17c is one you will see cuts on. You simple can't put 7, 000 hunters on a small a area as they did. Its now a 18 buck to doe ratio unit. Lol the only reason its that high is its attached to the front which carries above 30/100 ratio. So you take the mean that says the buck to doe ratios on the none front side of 17c is LOW good luck rifle hunters on that area. The jokes on you


----------



## Lonetree (Dec 4, 2010)

Here is the thing for all you folks that keep pointing to the Books in the '80s, or any other area for that matter in the "good ol' days. How come when they lifted the antler restrictions in Utah, the deer in Idaho also declined? I have pointed out this fact over and over again, but some folks here, don't seem to get it. Mule deer numbers have risen and fallen, synchronously across the West. This goes for Moose, and Bighorn sheep as well. They all started to decline in the early '80s, with additional declines in the early '90s, and the early 2000s. This is the same time frame for an unprecedented increase in invasive weeds in the West. Amphibian declines follow the same course. The current pine beetle invasion began in 1980 in earnest. And the phragmites that is invading many waters in the US, all took off, in the early '80s. This is an ecological collapse.

Predator control has not brought the deer back. Antler restrictions did not bring the deer back. Its not fire. Its not highways. Its not pinion and juniper encroachment. Its not the elk. And I almost forgot, Option WTF? will not do it either. 

Goofy, do you think that antler restrictions will fix the moose problem? How about bighorn sheep? Are they declining because people only shoot small rams?

You antler restriction guys don't know what you are talking about. You may feel, or believe a particular way about this issue, but that does not mean anything. There is nothing to support your argument. After antler restrictions were dropped, deer, moose, and bighorn sheep declined in the early '90s. Was this because there were no antler restrictions in place? Remember these declines happened across the West, not just Utah.

Further more, the units with antler restrictions in Utah, saw the same declines as units that did not have antler restrictions. 

If any of you antler restriction guys, want to put your money were your mouth is, how about we bet the fate of next years fawn crop. Any takers?


----------



## swbuckmaster (Sep 14, 2007)

Lt

None of the restrictions, short hunts, ect are a fix end all especially if its acid rain killing our deer like you say. Its only a way to manage what we presently have.

PROBLEM:
Continue the forum thread on antler restrictions and mule deer declines from the point where swbuckmaster's reply stops.

ENTRIES SUPPLIED:
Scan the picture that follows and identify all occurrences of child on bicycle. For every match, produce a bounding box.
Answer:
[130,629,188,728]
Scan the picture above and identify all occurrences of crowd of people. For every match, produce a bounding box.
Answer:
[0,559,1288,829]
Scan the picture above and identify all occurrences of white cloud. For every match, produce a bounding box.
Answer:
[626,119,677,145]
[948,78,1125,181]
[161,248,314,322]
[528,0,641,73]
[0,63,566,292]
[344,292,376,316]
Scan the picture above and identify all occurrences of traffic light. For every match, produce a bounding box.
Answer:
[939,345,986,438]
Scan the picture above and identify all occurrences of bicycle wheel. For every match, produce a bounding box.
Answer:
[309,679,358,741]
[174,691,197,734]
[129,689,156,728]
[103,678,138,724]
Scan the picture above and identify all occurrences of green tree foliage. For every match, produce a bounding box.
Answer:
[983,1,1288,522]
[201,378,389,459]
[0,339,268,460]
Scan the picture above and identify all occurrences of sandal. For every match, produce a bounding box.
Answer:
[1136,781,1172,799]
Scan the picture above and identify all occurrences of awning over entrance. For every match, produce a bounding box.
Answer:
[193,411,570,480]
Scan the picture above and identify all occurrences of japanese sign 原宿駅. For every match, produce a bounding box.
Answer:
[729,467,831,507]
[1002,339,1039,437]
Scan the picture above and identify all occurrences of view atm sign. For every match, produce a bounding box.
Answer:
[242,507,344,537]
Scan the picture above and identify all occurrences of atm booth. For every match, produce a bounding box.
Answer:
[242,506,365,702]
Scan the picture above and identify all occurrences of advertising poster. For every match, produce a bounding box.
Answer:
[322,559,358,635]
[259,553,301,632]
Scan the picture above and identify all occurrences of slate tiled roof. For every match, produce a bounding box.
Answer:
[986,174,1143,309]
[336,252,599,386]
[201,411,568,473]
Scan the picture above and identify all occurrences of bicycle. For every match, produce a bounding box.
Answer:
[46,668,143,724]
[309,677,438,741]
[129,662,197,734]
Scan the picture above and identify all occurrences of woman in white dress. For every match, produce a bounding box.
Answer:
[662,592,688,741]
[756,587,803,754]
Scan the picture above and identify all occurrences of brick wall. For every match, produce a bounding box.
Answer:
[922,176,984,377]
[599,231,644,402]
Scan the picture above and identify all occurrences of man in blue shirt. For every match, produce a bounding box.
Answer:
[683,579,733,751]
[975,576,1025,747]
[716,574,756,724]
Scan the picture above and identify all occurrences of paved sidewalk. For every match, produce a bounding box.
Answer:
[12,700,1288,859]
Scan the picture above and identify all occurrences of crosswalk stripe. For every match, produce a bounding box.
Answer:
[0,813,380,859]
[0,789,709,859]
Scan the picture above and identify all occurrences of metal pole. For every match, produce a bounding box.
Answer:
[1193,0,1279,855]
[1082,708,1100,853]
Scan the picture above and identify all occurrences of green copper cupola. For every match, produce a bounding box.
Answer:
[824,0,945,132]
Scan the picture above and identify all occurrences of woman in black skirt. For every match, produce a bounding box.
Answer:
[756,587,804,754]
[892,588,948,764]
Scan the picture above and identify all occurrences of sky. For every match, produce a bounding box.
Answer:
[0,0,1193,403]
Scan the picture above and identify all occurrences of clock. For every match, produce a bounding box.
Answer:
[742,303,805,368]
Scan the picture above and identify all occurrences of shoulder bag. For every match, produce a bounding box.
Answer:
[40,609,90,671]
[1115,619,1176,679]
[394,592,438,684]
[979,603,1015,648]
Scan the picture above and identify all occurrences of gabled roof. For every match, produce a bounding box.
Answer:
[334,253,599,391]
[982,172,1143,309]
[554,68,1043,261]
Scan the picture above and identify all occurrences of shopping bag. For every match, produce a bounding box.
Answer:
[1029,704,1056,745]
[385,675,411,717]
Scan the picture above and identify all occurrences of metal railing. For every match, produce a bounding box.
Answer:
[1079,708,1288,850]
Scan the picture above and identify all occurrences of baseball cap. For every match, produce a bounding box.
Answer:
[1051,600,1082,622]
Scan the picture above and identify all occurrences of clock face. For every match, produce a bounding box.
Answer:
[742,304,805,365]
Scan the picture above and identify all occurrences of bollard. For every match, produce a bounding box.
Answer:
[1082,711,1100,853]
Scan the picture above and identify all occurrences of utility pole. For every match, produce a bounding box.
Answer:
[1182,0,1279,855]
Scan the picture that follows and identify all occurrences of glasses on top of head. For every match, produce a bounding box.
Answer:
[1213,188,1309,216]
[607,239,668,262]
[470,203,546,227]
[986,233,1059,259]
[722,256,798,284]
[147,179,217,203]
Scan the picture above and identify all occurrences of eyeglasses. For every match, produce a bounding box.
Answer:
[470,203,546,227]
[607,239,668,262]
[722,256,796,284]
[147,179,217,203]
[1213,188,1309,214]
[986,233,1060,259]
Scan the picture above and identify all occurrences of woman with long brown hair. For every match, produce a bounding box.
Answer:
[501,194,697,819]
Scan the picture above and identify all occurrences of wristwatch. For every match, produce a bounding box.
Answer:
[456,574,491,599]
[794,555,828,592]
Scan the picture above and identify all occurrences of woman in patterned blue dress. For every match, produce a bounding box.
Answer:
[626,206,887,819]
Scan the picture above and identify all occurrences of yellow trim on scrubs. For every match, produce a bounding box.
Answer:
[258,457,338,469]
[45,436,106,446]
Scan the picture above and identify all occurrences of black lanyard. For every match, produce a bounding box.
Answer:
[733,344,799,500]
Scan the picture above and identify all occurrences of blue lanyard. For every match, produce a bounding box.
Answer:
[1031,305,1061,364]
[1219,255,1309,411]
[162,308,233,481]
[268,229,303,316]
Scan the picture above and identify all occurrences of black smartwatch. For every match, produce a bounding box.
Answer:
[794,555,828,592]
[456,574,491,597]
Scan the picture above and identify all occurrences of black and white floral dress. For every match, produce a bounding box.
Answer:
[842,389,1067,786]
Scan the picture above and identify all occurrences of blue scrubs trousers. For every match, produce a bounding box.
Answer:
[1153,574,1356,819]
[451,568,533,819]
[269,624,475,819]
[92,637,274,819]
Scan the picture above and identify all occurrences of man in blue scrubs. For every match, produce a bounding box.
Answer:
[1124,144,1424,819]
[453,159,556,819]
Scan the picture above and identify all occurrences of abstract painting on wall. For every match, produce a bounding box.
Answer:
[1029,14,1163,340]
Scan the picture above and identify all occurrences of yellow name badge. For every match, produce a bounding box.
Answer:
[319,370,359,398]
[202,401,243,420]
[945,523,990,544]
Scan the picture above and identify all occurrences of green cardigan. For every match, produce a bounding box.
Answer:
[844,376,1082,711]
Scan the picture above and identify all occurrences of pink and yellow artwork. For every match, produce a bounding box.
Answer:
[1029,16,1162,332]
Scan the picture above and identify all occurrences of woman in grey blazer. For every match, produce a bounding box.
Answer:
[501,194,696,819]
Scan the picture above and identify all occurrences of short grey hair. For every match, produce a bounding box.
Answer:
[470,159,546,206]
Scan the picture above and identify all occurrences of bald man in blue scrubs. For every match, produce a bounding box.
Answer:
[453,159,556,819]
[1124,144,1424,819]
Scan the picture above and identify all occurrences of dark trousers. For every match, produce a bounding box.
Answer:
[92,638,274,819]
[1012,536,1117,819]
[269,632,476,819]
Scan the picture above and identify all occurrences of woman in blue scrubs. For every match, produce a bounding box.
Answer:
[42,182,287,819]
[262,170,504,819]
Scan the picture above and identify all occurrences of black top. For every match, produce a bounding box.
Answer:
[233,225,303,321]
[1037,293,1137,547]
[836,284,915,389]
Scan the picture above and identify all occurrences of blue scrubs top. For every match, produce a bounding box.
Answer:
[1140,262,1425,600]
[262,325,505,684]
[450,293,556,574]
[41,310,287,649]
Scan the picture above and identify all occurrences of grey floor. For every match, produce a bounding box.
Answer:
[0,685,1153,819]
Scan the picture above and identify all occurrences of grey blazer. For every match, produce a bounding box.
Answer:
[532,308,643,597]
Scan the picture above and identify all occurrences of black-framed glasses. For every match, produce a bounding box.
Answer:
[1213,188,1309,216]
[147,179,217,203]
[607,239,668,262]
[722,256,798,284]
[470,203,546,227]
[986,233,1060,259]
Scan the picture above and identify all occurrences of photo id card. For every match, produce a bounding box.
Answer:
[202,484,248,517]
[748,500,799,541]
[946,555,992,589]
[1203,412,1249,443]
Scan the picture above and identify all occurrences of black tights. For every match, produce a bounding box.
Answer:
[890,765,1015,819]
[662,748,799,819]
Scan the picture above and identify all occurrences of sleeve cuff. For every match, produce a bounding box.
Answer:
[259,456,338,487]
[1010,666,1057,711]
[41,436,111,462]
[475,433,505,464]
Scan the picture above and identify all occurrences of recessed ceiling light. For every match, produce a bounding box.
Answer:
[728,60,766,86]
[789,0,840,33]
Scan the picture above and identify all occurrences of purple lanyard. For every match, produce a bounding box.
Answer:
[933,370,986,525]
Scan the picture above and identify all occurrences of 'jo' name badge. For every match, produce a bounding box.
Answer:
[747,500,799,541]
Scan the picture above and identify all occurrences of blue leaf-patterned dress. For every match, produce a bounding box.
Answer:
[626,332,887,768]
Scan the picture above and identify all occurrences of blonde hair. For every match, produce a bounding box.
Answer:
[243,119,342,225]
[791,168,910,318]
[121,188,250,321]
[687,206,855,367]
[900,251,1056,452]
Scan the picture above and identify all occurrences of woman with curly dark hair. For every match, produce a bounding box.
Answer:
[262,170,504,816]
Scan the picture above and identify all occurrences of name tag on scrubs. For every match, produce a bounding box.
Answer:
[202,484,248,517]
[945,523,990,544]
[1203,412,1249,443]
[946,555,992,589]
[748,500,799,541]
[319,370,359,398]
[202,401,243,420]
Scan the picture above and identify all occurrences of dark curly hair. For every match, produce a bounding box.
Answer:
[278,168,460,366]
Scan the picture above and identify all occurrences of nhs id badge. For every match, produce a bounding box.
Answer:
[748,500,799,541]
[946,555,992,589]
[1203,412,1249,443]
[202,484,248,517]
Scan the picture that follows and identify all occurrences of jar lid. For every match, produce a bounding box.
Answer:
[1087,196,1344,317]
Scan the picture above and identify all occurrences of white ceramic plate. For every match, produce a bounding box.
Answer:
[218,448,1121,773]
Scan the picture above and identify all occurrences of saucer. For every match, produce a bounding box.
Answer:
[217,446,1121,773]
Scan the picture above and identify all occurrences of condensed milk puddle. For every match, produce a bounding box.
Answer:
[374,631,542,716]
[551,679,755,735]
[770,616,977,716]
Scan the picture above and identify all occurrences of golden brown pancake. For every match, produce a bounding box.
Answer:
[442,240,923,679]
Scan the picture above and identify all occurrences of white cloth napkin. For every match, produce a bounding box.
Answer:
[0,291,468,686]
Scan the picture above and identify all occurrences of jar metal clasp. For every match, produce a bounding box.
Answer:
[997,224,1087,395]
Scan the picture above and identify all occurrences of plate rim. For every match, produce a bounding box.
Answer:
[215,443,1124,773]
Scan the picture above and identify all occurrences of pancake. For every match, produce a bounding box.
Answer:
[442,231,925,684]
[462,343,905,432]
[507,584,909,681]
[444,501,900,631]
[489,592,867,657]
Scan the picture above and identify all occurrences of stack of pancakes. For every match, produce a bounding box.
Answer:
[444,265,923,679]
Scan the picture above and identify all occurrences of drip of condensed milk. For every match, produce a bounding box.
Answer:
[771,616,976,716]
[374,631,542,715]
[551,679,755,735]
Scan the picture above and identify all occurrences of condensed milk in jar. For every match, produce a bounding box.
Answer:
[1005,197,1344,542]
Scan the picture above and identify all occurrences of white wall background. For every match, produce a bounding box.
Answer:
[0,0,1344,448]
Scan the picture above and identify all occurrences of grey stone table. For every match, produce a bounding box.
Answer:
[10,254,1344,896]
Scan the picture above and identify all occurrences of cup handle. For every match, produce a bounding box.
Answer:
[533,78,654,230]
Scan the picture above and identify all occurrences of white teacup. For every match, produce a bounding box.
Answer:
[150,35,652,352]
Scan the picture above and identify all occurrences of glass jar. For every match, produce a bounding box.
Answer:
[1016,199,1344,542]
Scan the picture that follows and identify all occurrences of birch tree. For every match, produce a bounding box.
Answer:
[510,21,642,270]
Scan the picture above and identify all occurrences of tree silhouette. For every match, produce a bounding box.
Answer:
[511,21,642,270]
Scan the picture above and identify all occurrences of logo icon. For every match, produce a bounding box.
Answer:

EXERCISE RESPONSE:
Just like oil hunts are just that oil hunts. Too much demand and not enough resource. Lt If you gave every rifle buck hunter a moose permit do you think there would be a good moose calf crop next year? Do you think we could issue 90, 000 permits for bighorn sheep and have a good ewe crop next year? How about the next year?

Good luck getting the acid rain shut off. Good luck with bringing the dust bowls back. Good luck stopping the sun flares.


----------



## xxxxxxBirdDogger (Mar 7, 2008)

I'd like a no cone, please.

Make mine a no, double dipped in hellno sauce. 

Oooh, boy, that pitcher looks to be throwing a no-no tonight! 

When I see that thirty inch two point again, I won't miss this time. -O,-


----------



## Lonetree (Dec 4, 2010)

swbuckmaster said:


> Lt
> 
> None of the restrictions, short hunts, ect are a fix end all especially if its acid rain killing our deer like you say. Its only a way to manage what we presently have.
> Just like oil hunts are just that oil hunts. Too much demand and not enough resource. Lt If you gave every rifle buck hunter a moose permit do you think there would be a good moose calf crop next year?
> ...


Good luck with your children's and grand children's heritage. At least mine will know I actually tried, rather than throwing my hands up, and saying its too big to do anything about. If me and others do not succeed in bringing about the level of conservation that is required in these times, at least it wont be because of ignorance, or because we took the easy way out, for short term appeasement. Though it may end up being because of a lack of will from our fellow "hunters".

I am sure as hell glad that our founding fathers, and guys like Leopold, and Roosevelt, did not have the same deferment, oh no we can't attitude, that you do.


----------



## swbuckmaster (Sep 14, 2007)

Lt
As far as your fawn crop bet my guess is the deer herd is in a rebuilding cycle trending up. Its been that way since 2010 in the areas I hunt. It however will peter out or level off. It won't keep going up! The habitate can't handle too many more deer/elk/moose.

I'm curious to how you think the fawn crop will play out. I'm curious to hear your reasons to why you come to your conclusions how it will play out. I've got my eye on you. Lol


----------



## Lonetree (Dec 4, 2010)

swbuckmaster said:


> Lt
> As far as your fawn crop bet my guess is the deer herd is in a rebuilding cycle trending up. Its been that way since 2010 in the areas I hunt. It however will peter out or level off. It won't keep going up! The habitate can't handle too many more deer/elk/moose.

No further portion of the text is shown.